[Dataset records Boundary: Start]

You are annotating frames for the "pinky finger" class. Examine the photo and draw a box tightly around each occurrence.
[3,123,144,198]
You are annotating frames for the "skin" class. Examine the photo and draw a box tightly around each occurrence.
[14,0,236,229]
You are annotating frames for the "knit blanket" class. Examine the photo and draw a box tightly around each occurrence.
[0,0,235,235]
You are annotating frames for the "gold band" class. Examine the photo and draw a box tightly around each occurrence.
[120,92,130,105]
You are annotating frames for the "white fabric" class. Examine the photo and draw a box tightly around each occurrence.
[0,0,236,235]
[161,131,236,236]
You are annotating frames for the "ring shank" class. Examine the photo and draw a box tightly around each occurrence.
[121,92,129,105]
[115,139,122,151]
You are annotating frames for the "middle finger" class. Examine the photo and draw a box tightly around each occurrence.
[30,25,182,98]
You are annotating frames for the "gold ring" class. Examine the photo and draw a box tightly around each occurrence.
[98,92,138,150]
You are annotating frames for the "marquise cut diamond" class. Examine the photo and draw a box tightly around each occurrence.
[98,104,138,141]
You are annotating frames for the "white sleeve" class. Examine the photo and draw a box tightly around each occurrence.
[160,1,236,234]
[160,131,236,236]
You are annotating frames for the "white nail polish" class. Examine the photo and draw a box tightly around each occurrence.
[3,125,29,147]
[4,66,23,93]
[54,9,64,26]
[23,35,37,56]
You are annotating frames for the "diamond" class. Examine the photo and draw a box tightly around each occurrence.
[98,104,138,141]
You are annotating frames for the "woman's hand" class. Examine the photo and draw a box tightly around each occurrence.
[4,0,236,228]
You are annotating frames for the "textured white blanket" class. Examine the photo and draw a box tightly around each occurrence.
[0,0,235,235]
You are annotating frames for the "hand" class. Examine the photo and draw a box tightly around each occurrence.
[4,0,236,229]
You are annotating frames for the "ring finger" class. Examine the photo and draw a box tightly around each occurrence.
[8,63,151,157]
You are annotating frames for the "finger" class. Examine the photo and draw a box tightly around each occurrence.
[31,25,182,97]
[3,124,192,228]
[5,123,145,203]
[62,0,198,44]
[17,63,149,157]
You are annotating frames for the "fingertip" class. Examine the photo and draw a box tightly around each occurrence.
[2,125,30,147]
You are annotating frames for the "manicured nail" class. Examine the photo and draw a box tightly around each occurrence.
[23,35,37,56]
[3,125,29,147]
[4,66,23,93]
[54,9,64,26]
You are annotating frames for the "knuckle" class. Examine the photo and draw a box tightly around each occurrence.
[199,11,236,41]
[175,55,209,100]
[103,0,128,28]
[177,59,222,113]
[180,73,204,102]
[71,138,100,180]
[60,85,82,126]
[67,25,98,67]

[Dataset records Boundary: End]

Try it:
Word for word, give back all the lines above.

Solution:
You are annotating frames for the "pinky finger" class. Examine the photo and draw a box tightly around each occurrence.
[3,123,144,198]
You are annotating frames for the "skin" class. Examine the photo and draw a box tightly around each occurrence.
[14,0,236,229]
You are annotating frames for the "knit blanket" class. Examine the photo and draw a box tightly around each occurrence.
[0,0,235,235]
You are annotating frames for the "gold band" class. Examine the photo and draw a box tightly around each occurrence.
[120,92,130,105]
You are annotating frames for the "white fabric" class. Examine the photo and draw a box tightly around each occurrence.
[0,0,236,235]
[161,131,236,236]
You are annotating frames for the "ring shank" class. Examine the photo and draw a box tightly around each occurrence.
[121,92,129,105]
[115,139,122,151]
You are annotating frames for the "middle finger" class. Examine the photo and draw a box tightly around each occurrence.
[30,25,182,98]
You are annotating frames for the "gold ring" class. Examine the photo and draw a box tightly around each occurrence.
[98,92,138,150]
You are annotating frames for the "marquise cut diamond" class. Examine the photo and draw a box tightly around each occurrence.
[98,104,138,141]
You are annotating frames for the "white sleeve" class. Examine the photo and draw a box tightly around each occurrence.
[160,1,236,234]
[160,131,236,236]
You are annotating frames for the "white nail polish" class. Examine the photo and draw a box tightly around each occurrence.
[3,125,29,147]
[4,66,23,93]
[54,9,64,26]
[23,35,37,56]
You are annotating frames for the "diamond" class. Examine the photo and draw a box tightly around each occurrence.
[98,104,138,141]
You are annotating frames for the "woman's hand" class. Examine the photo and draw a box tightly around each occurrence.
[4,0,236,228]
You are annotating frames for the "textured white blanket" class. Examine the photo and draw a box tightly around each occurrence.
[0,0,235,235]
You are annotating frames for the "hand" class. Examine the photo and draw a box tightly around each occurrence.
[4,0,236,229]
You are annotating frames for the "ring finger" class. Examine the photo and draw a box tightly around each occurrence.
[8,63,151,157]
You are annotating frames for the "finger" class. Examine the photo and draw a box tightly around each occurrence.
[31,25,182,97]
[3,124,192,228]
[5,123,145,203]
[62,0,198,44]
[17,63,149,157]
You are annotating frames for the "fingertip" class. Examine the photo and draw a box tightly around each occurrence.
[2,125,30,147]
You are annotating frames for the "manicured nail" class. Examine the photo and draw a box tightly around each occurrence.
[23,35,37,56]
[3,125,29,147]
[4,66,23,93]
[54,9,64,26]
You are annotating frames for the "knuckle" class. Examine the photo and draw a box tightly around each occurrence.
[199,11,236,41]
[175,55,209,100]
[103,0,128,28]
[177,59,222,113]
[180,73,204,102]
[71,138,100,180]
[60,85,82,126]
[67,25,98,67]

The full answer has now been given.